WHAT YOU SHOULD DO> Restate the listing below word for word, omitting any images.

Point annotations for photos
---

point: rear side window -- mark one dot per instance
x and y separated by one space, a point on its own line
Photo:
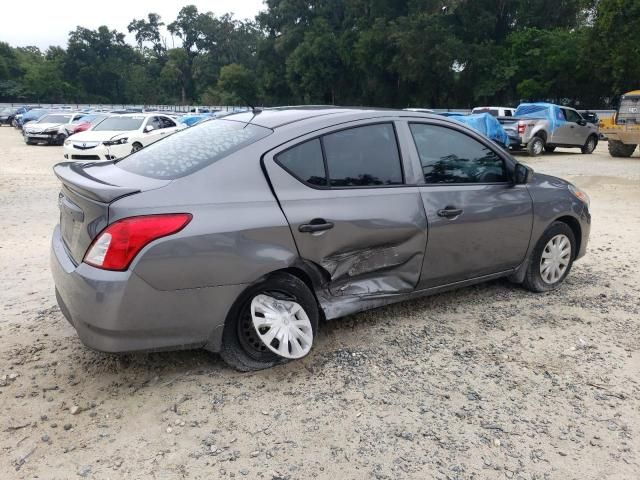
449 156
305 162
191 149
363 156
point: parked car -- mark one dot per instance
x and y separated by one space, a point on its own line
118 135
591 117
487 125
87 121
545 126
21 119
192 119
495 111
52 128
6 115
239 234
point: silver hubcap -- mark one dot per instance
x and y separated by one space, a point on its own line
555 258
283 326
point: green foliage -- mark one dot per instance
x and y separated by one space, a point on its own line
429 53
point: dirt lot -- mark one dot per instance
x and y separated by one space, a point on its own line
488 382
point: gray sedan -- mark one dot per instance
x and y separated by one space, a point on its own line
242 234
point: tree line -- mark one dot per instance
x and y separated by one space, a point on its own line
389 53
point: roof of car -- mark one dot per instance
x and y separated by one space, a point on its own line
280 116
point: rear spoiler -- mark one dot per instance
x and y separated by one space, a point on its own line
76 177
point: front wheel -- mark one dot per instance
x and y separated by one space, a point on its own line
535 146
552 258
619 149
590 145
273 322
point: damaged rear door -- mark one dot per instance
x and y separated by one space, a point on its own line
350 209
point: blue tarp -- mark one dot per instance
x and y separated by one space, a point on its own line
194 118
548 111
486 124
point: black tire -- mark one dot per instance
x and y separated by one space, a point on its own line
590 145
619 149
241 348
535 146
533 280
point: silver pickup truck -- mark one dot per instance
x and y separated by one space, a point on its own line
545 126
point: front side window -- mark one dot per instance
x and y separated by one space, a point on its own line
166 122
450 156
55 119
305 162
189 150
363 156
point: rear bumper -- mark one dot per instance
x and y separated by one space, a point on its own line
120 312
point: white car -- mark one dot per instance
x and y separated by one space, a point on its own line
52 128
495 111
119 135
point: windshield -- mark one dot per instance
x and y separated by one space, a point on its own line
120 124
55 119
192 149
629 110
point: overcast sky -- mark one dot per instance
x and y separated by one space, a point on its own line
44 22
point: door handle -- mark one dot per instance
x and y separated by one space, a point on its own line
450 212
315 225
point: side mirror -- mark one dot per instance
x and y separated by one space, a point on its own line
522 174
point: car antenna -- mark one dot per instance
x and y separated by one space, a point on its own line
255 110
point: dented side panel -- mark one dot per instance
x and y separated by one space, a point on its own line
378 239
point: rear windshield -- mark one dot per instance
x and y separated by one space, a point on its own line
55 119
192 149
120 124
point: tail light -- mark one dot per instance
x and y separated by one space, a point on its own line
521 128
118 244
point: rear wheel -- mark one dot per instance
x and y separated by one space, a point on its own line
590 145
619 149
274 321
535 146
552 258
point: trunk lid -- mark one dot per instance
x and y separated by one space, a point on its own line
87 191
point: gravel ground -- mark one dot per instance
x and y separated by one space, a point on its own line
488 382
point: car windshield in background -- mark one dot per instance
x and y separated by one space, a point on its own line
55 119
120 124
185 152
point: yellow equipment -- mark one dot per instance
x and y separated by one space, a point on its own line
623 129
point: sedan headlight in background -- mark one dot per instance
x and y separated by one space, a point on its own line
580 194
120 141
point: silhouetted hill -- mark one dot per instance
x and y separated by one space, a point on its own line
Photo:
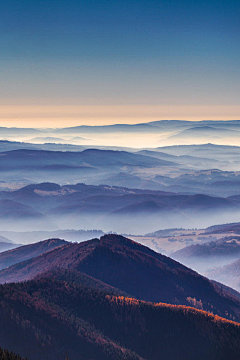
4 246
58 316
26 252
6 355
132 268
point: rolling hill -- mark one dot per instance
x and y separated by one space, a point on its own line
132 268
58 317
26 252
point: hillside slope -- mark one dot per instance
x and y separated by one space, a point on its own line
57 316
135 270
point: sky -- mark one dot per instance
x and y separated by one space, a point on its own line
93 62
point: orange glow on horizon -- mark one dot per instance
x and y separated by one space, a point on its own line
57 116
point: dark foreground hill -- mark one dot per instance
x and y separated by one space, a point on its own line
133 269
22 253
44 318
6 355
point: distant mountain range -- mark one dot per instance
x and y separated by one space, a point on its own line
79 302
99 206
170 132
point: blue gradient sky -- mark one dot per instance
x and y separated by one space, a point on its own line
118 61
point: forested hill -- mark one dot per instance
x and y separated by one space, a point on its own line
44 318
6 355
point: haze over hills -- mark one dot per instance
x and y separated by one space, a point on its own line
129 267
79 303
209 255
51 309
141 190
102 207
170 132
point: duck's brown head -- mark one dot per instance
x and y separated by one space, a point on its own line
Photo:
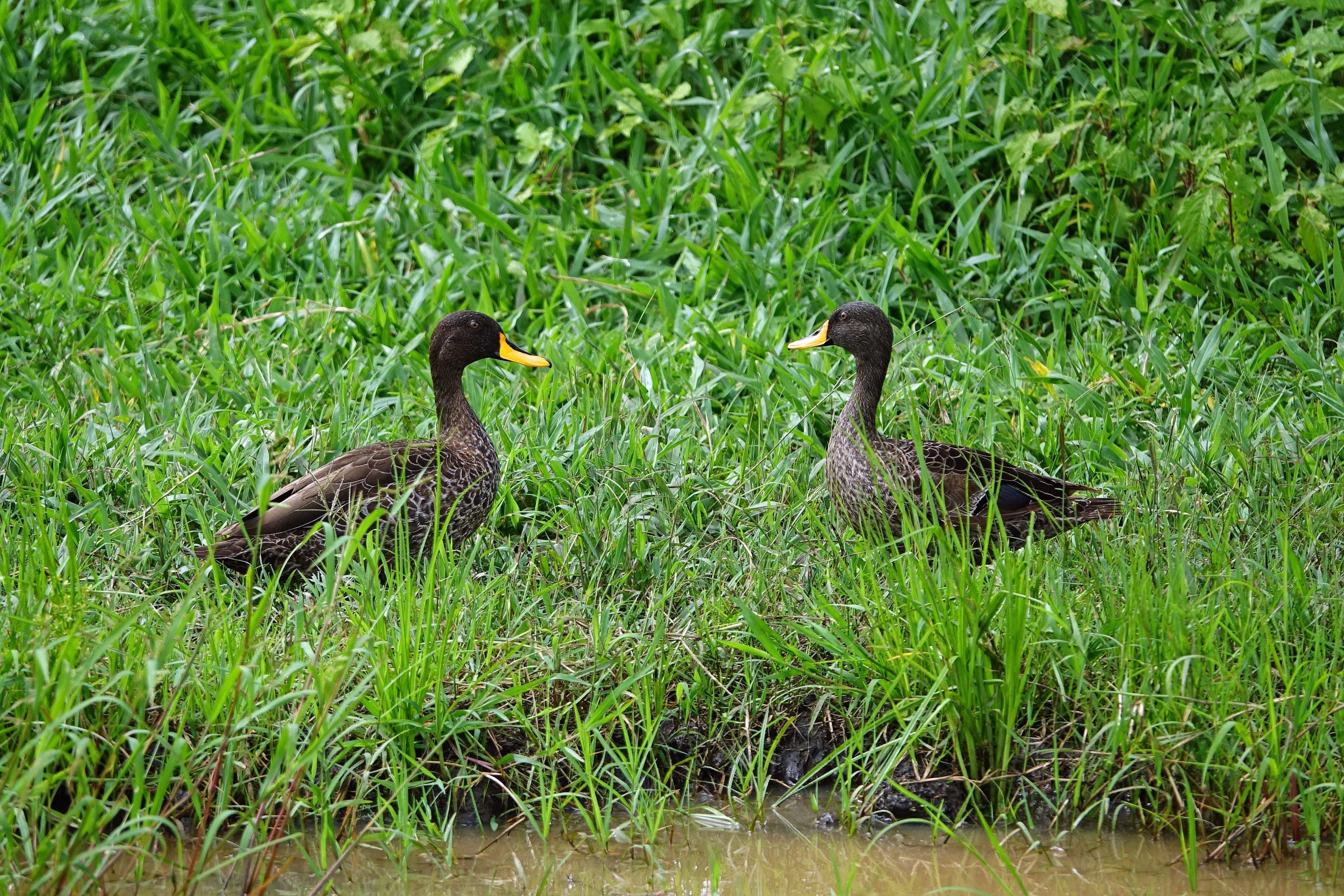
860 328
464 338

---

EXERCISE ANSWER>
point: rear side window -- mark one dot per instance
x and y separated by one space, a point on its own line
Photo:
449 156
305 162
191 149
363 156
point: parked car -- mark one dot per instance
x and y separated by one space, a point on its own line
118 135
591 117
487 125
87 121
545 126
21 119
192 119
495 111
52 128
6 115
239 234
point: silver hubcap -- mark one dot per instance
x and y separated by one space, a point on its own line
555 258
283 326
point: green foliage -- mark one dot per instance
x and y separated by one space, a point on its own line
429 53
point: dirt lot -- mark one dot per instance
x and y separated by one space, a point on its own line
488 382
point: gray sedan -- mark one dot per instance
x and y separated by one space, a point on its own line
242 234
point: tree line -- mark one dot per instance
x and y separated by one space, a point on its own line
389 53
point: roof of car -- mark one dot per instance
x and y separated by one space, a point on its own line
280 116
point: rear spoiler -- mark one dot per instance
x and y separated by one space, a point on its own line
76 177
point: front wheel -- mark one dot per instance
x and y separated by one space, a point on its own line
535 146
552 258
619 149
590 145
273 322
point: damaged rear door -- mark one dot per instance
x and y separated by one space, a point on its own line
350 209
point: blue tarp -- mark one dot per instance
x and y separated by one space, a point on its own line
194 118
548 111
486 124
point: black tire -- mark one dot per instance
x and y separated by one space, a point on its own line
590 145
619 149
241 348
535 146
533 280
point: silver pickup truck -- mark one dot per instance
x and y separated by one space, a point on its own line
545 126
point: front side window -- mark one dot per instance
x and y separated by one space, a point on its own line
166 122
450 156
55 119
305 162
189 150
363 156
point: rear bumper -- mark one dot per instance
x and y separated by one space, a point on its own line
120 312
point: white car -- mark one dot per instance
x and y separated by one space, a point on its own line
52 128
495 111
119 135
point: windshield -- mark one dot per instance
x and y separated by one space, a point on its own line
120 124
55 119
192 149
629 110
point: overcast sky -- mark one dot per instance
x and y separated by one space, a point on its own line
44 22
point: door handle -- mark one dot per instance
x and y separated by one space, a point on its own line
450 212
315 225
point: side mirror -- mark one dot per instance
x and y separated by one space, a point on its own line
522 174
point: car antenna -- mark one dot per instance
x and y separated by one space, a point on its own line
255 110
point: dented side panel -- mark one dot per instance
x and y separated by one space, a point on its own line
378 239
point: rear windshield -- mark one dot per instance
x and y separated by one space, a point on its own line
55 119
192 149
120 124
point: tail light -- mark one dot per instance
x and y separated by one space, a point on its own line
521 128
118 244
point: rear wheel -- mark one dot per instance
x and y separated by one space, a point on its own line
590 145
619 149
274 321
535 146
552 258
point: trunk lid -- mark one dot per instance
x and y separated by one space, a point on its own line
87 191
point: gravel ground -- mark one dot per instance
x and y separated by one space, a point on its own line
488 382
point: car windshield in background -- mark one dot per instance
x and y separated by one space, a point on its own line
55 119
120 124
185 152
point: yellow equipment -- mark one dot per instance
x and y separated by one space, a point on its own line
623 129
point: sedan headlight in background -- mark one dot per instance
x and y separated by one space, a point on its own line
580 194
120 141
point: silhouetted hill -- mark one dot per instance
x and y separated by one space, a point on its own line
Photo:
4 246
58 316
26 252
6 355
132 268
point: rolling hill -- mark one dot per instance
x and y separated by one space, a point on its own line
132 268
58 317
26 252
point: hillside slope -- mark one dot per instance
x and y separated by one space, a point on its own line
57 316
135 270
point: sky -- mark one dot per instance
x and y separated by one space, a point on its own line
93 62
point: orange glow on horizon -- mark one dot per instance
x and y separated by one space, a point on its own line
57 116
point: dark foreground hill -- mark one dot per instance
x and y separated by one space, a point on its own line
133 269
22 253
44 318
6 355
point: distant mountain range -- mark one dot per instance
x and y separated by one space, a point on its own line
79 302
99 206
170 132
point: blue gradient sky -- mark one dot per instance
x and y separated by one space, a point on its own line
118 61
point: forested hill -- mark one dot per instance
x and y separated by one space, a point on its own line
44 318
6 355
point: haze over hills -- mark one dot per instance
x and y separated by one space, a point on its own line
129 267
79 303
209 255
51 309
141 190
102 207
170 132
point: duck's brown head -- mark one dot per instance
x and y separated by one space, a point on its own line
Photo:
860 328
464 338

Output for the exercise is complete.